### [TASK OBJECTIVE]
Among the entries below, one line contains "Would you kindly put a point on the white dress" and another contains "Would you kindly put a point on the man's face". Transcribe those two lines and every line between them, exactly.
- - -
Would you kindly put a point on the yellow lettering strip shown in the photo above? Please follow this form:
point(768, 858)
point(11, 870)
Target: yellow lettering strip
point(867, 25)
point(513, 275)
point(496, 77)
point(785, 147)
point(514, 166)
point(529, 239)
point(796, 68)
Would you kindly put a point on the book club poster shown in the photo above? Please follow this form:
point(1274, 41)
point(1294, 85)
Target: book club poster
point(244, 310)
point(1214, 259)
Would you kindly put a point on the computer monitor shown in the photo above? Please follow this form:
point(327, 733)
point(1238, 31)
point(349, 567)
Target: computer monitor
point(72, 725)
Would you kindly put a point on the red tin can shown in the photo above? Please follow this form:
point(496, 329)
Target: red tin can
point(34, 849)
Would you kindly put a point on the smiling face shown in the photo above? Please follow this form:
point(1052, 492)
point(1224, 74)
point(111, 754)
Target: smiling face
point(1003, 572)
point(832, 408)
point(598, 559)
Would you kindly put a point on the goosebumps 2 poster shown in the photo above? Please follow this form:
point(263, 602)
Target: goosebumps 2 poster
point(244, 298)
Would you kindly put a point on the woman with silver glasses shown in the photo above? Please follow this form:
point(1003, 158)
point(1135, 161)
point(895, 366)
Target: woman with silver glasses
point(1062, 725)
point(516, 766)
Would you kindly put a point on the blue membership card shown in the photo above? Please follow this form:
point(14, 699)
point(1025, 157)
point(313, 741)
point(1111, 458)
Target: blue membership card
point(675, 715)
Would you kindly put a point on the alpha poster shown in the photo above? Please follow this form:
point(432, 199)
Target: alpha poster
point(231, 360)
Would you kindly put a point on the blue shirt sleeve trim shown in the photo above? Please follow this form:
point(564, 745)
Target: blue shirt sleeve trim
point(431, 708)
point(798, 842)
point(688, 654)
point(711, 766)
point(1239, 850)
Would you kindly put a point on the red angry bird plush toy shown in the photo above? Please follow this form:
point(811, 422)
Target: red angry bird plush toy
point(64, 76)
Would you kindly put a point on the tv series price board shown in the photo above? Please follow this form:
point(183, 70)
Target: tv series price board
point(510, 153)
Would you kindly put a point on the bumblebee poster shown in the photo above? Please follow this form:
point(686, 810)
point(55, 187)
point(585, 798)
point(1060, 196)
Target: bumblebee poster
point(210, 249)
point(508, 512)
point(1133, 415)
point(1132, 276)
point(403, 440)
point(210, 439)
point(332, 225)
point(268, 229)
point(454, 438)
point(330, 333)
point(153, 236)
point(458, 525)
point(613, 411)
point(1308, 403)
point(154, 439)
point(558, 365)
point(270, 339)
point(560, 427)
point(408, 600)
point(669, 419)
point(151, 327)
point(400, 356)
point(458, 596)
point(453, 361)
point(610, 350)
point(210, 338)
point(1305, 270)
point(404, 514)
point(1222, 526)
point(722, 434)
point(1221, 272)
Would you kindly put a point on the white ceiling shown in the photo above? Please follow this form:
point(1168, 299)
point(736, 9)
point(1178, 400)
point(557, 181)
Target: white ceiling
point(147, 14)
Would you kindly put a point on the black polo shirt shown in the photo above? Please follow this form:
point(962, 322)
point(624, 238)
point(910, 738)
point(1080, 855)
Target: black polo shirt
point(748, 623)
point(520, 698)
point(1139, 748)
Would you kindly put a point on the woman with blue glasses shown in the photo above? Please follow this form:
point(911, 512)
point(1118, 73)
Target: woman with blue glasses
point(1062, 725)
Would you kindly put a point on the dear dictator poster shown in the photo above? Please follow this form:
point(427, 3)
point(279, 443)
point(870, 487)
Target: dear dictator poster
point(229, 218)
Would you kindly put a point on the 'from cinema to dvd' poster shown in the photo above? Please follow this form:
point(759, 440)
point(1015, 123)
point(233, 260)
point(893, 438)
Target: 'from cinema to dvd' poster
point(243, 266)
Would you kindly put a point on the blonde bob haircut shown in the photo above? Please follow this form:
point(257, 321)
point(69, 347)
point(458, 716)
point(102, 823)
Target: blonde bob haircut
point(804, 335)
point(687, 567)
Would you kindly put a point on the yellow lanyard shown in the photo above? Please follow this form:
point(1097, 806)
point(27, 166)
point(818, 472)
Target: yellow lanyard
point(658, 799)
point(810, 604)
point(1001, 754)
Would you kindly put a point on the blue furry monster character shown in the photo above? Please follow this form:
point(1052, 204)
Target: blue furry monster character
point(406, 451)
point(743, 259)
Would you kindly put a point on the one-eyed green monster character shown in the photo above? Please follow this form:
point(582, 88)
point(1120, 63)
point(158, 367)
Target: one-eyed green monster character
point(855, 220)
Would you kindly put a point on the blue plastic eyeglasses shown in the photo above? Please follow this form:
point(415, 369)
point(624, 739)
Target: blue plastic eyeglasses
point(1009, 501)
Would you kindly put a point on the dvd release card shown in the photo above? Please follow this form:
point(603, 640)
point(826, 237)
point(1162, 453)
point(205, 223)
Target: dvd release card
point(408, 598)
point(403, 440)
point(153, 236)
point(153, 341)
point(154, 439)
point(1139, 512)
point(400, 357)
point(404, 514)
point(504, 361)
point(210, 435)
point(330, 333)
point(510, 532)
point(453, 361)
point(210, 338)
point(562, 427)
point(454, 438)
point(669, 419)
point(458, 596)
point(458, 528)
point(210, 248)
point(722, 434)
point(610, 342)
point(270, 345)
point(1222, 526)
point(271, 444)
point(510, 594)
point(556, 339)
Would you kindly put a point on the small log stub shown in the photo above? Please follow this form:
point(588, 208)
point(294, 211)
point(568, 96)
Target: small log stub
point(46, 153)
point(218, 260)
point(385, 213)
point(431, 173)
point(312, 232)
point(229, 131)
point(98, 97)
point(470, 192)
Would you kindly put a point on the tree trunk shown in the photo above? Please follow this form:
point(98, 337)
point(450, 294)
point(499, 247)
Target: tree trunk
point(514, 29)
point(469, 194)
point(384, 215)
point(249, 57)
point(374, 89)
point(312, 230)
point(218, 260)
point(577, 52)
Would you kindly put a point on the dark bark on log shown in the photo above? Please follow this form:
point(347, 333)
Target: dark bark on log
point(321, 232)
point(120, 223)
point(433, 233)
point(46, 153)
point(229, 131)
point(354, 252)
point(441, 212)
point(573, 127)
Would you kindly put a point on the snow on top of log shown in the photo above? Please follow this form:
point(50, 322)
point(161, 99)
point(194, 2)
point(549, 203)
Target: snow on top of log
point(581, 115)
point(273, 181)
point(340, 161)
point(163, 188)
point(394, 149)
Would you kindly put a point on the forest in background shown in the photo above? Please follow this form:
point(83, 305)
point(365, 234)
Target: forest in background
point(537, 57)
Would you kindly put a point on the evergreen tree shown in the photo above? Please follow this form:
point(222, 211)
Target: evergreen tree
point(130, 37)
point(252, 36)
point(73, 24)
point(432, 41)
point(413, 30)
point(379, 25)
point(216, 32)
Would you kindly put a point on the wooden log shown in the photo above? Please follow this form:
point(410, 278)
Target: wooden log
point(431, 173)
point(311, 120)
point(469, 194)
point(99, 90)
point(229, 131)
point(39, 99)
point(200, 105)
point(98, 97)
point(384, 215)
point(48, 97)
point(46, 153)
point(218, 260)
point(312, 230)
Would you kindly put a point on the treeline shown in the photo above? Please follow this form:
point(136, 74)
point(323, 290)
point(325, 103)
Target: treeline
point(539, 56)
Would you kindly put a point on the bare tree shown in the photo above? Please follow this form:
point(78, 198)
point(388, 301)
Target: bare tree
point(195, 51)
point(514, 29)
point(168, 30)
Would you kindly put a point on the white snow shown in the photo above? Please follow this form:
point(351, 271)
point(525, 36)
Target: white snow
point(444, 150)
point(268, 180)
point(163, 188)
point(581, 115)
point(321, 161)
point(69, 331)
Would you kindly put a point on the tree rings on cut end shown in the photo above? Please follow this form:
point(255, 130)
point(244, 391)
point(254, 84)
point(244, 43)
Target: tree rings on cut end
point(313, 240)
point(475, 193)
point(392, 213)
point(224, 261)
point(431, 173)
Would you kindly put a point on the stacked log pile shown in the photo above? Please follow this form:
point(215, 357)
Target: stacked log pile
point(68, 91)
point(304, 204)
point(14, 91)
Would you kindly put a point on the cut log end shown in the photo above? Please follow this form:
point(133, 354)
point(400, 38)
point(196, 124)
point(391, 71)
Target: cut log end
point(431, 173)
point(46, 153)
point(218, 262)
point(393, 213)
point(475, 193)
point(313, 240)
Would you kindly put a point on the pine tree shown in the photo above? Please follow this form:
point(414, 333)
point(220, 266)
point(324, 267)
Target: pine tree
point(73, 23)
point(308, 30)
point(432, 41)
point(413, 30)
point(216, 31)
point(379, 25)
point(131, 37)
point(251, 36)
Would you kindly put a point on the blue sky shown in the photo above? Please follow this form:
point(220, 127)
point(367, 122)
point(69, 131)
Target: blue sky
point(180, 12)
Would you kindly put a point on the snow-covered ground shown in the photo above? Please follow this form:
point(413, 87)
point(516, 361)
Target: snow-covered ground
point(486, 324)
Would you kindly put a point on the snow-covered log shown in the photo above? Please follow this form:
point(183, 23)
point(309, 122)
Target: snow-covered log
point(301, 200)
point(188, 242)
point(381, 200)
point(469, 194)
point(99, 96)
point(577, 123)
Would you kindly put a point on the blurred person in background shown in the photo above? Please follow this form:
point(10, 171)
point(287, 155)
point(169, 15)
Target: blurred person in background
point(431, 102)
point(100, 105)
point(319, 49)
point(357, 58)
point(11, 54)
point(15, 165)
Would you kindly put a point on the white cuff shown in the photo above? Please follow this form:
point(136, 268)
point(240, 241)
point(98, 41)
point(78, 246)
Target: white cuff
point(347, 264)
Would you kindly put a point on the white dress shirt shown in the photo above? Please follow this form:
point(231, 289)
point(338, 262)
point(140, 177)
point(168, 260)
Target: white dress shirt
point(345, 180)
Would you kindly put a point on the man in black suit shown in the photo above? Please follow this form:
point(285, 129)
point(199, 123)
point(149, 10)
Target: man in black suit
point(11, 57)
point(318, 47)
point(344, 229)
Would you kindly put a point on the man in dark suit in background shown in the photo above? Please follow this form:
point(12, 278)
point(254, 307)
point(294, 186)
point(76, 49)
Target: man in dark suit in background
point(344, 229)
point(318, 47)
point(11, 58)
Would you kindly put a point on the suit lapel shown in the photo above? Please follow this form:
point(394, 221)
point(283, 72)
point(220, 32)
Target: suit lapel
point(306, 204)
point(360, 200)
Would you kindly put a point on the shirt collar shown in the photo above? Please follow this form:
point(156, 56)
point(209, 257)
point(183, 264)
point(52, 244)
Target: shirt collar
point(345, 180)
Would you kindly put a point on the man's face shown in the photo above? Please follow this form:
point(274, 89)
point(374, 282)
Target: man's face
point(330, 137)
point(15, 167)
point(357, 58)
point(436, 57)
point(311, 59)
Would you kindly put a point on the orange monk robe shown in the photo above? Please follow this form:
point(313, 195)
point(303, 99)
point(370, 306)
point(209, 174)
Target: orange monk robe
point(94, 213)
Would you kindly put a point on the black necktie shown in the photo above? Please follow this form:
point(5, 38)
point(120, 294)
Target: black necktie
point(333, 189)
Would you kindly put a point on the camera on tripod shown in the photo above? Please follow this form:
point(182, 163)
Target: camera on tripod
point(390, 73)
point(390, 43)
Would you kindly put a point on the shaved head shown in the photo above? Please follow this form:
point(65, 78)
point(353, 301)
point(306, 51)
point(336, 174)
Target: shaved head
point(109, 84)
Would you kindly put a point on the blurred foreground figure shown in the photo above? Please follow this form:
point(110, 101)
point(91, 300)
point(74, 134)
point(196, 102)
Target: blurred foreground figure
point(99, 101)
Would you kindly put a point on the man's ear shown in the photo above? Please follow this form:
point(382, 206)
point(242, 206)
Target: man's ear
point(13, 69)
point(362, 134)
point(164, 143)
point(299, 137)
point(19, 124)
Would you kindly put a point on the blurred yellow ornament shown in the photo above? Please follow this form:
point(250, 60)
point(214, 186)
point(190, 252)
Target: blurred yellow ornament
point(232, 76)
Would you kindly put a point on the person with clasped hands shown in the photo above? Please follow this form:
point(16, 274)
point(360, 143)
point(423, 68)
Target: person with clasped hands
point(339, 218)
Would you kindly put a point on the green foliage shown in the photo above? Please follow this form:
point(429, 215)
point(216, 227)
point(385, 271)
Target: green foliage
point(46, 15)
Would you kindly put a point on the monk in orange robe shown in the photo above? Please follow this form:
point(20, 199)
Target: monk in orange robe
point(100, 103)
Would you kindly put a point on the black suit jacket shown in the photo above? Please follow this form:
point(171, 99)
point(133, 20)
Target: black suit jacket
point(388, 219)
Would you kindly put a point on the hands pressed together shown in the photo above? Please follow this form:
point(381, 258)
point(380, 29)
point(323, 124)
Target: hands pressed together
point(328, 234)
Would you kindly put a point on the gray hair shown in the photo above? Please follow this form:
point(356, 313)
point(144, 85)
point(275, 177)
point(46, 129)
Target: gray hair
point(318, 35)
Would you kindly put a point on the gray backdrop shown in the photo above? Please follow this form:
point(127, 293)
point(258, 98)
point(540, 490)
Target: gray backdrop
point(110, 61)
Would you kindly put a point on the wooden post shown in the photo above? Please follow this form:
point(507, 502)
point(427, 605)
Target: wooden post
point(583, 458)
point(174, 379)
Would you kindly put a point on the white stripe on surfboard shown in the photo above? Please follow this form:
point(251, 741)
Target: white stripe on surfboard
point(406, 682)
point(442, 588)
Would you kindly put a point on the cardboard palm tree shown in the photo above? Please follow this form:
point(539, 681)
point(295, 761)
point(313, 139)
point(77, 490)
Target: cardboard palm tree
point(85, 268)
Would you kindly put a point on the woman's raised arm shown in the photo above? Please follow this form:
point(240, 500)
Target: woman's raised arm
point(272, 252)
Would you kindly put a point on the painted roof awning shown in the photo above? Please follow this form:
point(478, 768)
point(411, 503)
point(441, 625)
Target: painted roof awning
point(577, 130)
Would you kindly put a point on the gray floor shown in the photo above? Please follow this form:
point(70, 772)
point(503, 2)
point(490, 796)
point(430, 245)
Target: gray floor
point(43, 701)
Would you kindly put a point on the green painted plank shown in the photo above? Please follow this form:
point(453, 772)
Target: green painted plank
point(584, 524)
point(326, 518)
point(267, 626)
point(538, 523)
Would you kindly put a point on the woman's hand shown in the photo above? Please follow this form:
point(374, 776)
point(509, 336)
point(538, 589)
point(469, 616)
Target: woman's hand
- - -
### [SOLUTION TO THE PROBLEM]
Would you kindly put a point on the white dress shirt shown in the photo above? Please follow this form:
point(231, 289)
point(338, 262)
point(140, 177)
point(168, 260)
Target: white dress shirt
point(345, 180)
Would you kindly put a point on the man in black suit shown in the photo above? Please follow this form:
point(285, 129)
point(199, 123)
point(149, 10)
Target: man in black suit
point(11, 57)
point(318, 47)
point(344, 229)
Would you kindly put a point on the man in dark suit in background shown in the photo above? Please follow this form:
point(12, 278)
point(254, 307)
point(294, 186)
point(76, 49)
Target: man in dark suit in background
point(344, 229)
point(318, 47)
point(11, 58)
Would you kindly put a point on the suit lapel shown in the photo above? Please follow this form:
point(394, 221)
point(283, 72)
point(220, 32)
Target: suit lapel
point(306, 204)
point(360, 200)
Would you kindly put a point on the shirt collar shown in the photo above? Please follow this form:
point(156, 56)
point(209, 257)
point(183, 264)
point(52, 244)
Target: shirt collar
point(345, 180)
Would you kindly put a point on the man's face shown in the photo above? Please follow this form:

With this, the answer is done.